Text to read →
• • • • •

Tile compression

From Nesdev wiki
Jump to: navigation, search

Tile compression refers to techniques that allow fitting more graphics data into a smaller space. Programs using CHR ROM cannot use compressed tiles, as their tile data must be stored in the PPU's native format. But programs using CHR RAM can process tile data while copying it from PRG ROM to CHR RAM, and this processing allows storing more tiles in the same space.

Run-length encoding

Run-length encoding transforms runs of identical bytes into a shorter sequence of bytes that specifies the length of the run.

In NES tile data, byte-level run-length encoding works well when a row of 8 pixels in a tile is identical to the row above it. It also works well for nametable data because a horizontal run of blank tiles becomes a single tile.

Pixel-level run-length encoding is much slower but can achieve impressive results within a tile.

There are several different RLE data formats.


The PCX image format became popular on PC.

Value Meaning
00-BF Write this byte to the output.
C0-FF Read another byte, and write it to the output n - 192 times.


The PackBits format was invented by Apple for MacPaint. It is also used in TIFF files and a few homebrew releases by Damian Yerrick.

Value Meaning
00-7F Copy n + 1 bytes from input to output.
80 No operation
81-FF Read another byte, and write it to the output 257 - n times.

Konami RLE

This format is used in Blades of Steel, the U.S. version of Contra, and the Japanese version of Simon's Quest. It can be decoded and encoded with the Python program GraveyardDuck. Compression ratio is more or less identical to PackBits.

Value Meaning
00-80 Read another byte, and write it to the output n times.
81-FE Copy n - 128 bytes from input to output.
FF End of compressed data


The BIOS of the Game Boy Advance and Nintendo DS contains a decompressor for an RLE format very similar to PackBits and Konami. As described in GBATEK, it has a 4-byte size header followed by this:

Value Meaning
00-7F Copy n + 1 bytes from input to output.
80-FF Read one byte from input and write it to output n - 125 times.

• • • • •

Stored data →
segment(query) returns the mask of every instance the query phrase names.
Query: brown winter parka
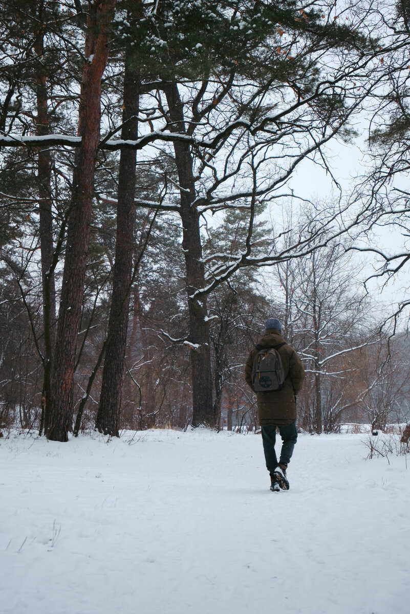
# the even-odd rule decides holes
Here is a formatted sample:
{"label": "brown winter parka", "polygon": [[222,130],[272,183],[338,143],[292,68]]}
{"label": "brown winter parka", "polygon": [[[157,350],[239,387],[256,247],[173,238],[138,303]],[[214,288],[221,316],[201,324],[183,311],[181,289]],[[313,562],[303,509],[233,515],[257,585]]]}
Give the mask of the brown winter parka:
{"label": "brown winter parka", "polygon": [[[268,328],[265,330],[258,344],[262,348],[274,348],[285,343],[279,330]],[[245,381],[252,390],[252,368],[258,351],[256,348],[250,351],[245,365]],[[261,426],[268,424],[286,426],[296,418],[295,397],[303,384],[303,365],[293,348],[287,344],[279,348],[277,351],[285,371],[285,383],[280,390],[271,392],[257,392],[258,419]]]}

• • • • •

Task instructions →
1) Please count the lines of the records that contain the string "label", and reply with the number only.
2) Carry on the tile compression article, picking up right after its final line.
The records are unrelated to the tile compression article.

Per-task answers →
1) 3

2)
This codec was conceived by Damian Yerrick as an alternative to PackBits for the Action 53 multicart, and a Python packer and 6502 unpacker are included in the Action 53 menu distribution. Unlike freeform RLE formats such as Konami and PackBits, PB53 operates on 16-byte units, making it easy to divide the decompressed data into fixed-size packets to be sent to the PPU during vblank while rendering is turned on. Like LZSS, PB53 uses unary coding on the lengths of literal runs to save on overhead from switching between literal and run modes. This means that like LZSS, it has a worst case expansion of 12.5%, but it works fairly well on real tile data and OK on nametable data, which have shorter runs than the high-resolution files for which PackBits was designed. It also has a special mode to accommodate the layout of Shiru's NROM games LAN Master, Lawn Mower, and Chase, which have many identical tiles between the two pattern tables to allow tile animation.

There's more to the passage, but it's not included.